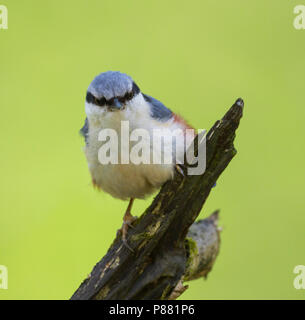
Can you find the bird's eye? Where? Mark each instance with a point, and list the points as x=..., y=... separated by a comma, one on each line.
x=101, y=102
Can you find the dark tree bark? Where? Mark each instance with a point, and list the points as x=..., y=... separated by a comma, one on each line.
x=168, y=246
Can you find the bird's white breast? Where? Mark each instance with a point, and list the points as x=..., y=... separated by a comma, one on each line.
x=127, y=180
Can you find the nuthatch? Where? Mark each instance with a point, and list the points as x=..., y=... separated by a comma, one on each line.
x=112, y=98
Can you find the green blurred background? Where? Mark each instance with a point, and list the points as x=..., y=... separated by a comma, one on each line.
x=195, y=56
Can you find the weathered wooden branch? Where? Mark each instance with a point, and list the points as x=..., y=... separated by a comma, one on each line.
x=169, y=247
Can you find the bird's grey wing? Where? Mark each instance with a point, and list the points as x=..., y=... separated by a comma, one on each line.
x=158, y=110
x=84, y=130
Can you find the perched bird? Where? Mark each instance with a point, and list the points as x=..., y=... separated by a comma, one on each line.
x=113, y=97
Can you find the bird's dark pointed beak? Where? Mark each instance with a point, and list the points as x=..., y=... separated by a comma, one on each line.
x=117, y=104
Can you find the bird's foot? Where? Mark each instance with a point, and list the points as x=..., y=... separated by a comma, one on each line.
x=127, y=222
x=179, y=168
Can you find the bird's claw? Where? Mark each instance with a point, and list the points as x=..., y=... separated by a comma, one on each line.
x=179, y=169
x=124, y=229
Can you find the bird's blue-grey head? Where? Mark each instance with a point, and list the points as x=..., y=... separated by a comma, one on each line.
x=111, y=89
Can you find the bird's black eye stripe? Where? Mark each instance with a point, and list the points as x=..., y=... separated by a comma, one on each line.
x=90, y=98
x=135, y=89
--
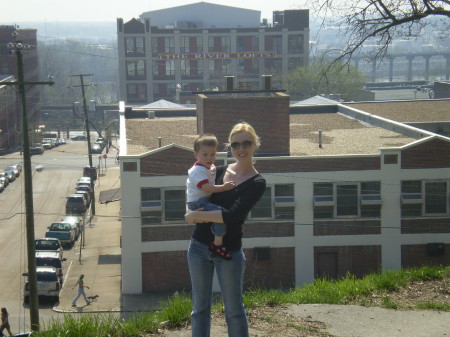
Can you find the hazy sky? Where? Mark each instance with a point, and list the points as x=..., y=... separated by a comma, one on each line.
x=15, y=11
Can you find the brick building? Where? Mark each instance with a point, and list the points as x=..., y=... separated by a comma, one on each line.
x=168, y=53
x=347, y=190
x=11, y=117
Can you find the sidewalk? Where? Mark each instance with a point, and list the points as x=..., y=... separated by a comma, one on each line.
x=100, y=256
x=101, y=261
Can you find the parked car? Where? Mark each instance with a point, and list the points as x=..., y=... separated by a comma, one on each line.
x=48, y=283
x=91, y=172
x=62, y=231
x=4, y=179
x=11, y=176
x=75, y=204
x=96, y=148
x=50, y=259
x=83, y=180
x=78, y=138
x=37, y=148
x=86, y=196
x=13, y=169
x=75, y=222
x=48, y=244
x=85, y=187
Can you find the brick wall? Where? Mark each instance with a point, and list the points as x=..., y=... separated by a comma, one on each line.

TASK DETAILS =
The listing above holds a line with "Can you find the brick building?" and a line with "Can you find the brick wall?". Print the stretch from the first through the second, exactly and alone.

ANSWER SECTION =
Can you find the brick building? Where? Mark each instance with a point, and list the points as x=..., y=... separated by a comma, one on each line.
x=168, y=53
x=347, y=190
x=11, y=117
Can you find the sidewalk? Where? Mark each instance with a point, and list the points as x=..., y=... separated by a comma, one on each line.
x=100, y=256
x=101, y=261
Can you find the parked car? Where? Mark each instance with a point, and list the points as x=..., y=... separated by a comma, one on each line.
x=48, y=283
x=91, y=172
x=62, y=231
x=4, y=179
x=11, y=176
x=75, y=204
x=96, y=148
x=50, y=259
x=83, y=180
x=78, y=138
x=37, y=148
x=86, y=196
x=13, y=169
x=75, y=222
x=48, y=244
x=85, y=187
Can you find the brick wall? Where? Mark each instance with a point, and list the points as x=..., y=... separated by a comma, one on each line.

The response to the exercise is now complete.